▶ [PASSAGE PROVIDED]

OW-VISCapTor: Abstractors for Open-World Video Instance Segmentation and Captioning
Anwesa Choudhuri, Girish Chowdhary, Alexander G. Schwing
TL;DR
OW-VISCapTor addresses open-world video instance segmentation and captioning by introducing two abstractors that connect vision features to a frozen language model: an object abstractor that generates spatially rich open-world and closed-world object queries, and an object-to-text abstractor that uses masked cross-attention to produce fine-grained object-centric captions via an LLM. The approach is trained with a composite loss including inter-query contrastive loss to diversify queries, and both detection/segmentation and captioning objectives, while the LLM remains frozen. Evaluations on BURST (OW-VIS) and VidSTG (Dense VOC) show substantial improvements over a generalized baseline and specialized SOTAs, notably 13% gains on unseen categories and 10% gains in captioning accuracy, demonstrating robust open-world discovery and captioning in online video processing. The work advances generalizable scene understanding by tightly coupling spatially rich object queries with language-driven description, enabling richer, object-centric interpretation of videos with unseen objects and scenes.

Items stored in a collection:
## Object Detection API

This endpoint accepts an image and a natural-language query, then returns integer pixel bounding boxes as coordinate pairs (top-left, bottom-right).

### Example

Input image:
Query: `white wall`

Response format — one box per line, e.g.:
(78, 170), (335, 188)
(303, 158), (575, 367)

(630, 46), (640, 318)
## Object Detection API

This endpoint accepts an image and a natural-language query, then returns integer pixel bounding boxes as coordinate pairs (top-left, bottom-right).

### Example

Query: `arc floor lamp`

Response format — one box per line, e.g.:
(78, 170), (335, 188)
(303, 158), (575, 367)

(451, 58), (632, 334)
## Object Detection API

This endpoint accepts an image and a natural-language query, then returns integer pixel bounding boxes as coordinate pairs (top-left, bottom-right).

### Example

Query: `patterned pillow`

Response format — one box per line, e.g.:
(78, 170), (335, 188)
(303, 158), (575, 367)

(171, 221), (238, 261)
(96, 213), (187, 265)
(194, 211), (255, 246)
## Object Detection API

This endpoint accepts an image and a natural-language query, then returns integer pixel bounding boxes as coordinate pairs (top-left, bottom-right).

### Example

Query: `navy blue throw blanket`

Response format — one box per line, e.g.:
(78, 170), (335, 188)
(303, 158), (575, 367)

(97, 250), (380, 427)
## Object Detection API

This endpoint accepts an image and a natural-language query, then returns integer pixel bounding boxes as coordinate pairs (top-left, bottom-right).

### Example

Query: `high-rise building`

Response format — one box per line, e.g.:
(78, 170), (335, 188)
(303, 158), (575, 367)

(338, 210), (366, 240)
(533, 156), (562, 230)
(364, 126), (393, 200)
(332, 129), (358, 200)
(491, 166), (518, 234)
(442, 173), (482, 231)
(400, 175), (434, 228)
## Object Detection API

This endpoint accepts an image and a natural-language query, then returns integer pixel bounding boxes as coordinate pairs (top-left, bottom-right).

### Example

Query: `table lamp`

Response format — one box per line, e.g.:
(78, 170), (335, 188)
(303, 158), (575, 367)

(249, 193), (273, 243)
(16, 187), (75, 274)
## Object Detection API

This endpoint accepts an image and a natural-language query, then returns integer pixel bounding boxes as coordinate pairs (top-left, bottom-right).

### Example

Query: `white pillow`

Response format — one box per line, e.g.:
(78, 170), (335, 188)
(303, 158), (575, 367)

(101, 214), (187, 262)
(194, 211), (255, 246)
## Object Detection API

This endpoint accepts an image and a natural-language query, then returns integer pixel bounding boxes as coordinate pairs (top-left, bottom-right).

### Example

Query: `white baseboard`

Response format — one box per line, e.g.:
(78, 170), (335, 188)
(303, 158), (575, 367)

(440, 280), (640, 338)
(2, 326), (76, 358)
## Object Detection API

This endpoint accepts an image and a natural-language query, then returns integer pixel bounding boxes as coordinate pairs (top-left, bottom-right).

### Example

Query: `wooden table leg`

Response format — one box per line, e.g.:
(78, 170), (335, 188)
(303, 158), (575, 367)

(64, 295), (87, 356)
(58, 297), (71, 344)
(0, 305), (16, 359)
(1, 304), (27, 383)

▶ [ACTIONS TO TAKE]
A: According to the OW-VISCapTor summary, what purpose does the inter-query contrastive loss serve in training?
B: In the OW-VISCapTor summary, which datasets were used for evaluation, and for which tasks?
C: Carry the OW-VISCapTor summary forward with a few more sentences after its final one.
The data above has no connection to the OW-VISCapTor summary.

▶ [WRITTEN ANSWERS]
A: The inter-query contrastive loss is part of the composite training loss, and its purpose is to diversify the object queries.

B: BURST was used for OW-VIS, and VidSTG was used for Dense VOC.

C:
Abstract
We propose the new task 'open-world video instance segmentation and captioning'. It requires to detect, segment, track and describe with rich captions never before seen objects. This challenging task can be addressed by developing "abstractors" which connect a vision model and a language foundation model. Concretely, we connect a multi-scale visual feature extractor and a large language model (LLM) by developing an object abstractor and an object-to-text abstractor. The object abstractor, consisting of a prompt encoder and transformer blocks, introduces spatially-diverse open-world object queries to discover never before seen objects in videos. An inter-query contrastive loss further encourages the diversity of object queries. The object-to-text abstractor is augmented with masked cross-attention and acts as a bridge between the object queries and a frozen LLM to generate rich and descriptive object-centric captions for each detected object. Our generalized approach surpasses the baseline that jointly addresses the tasks of open-world video instance segmentation and dense video object captioning by 13% on never before seen objects, and by 10% on object-centric captions.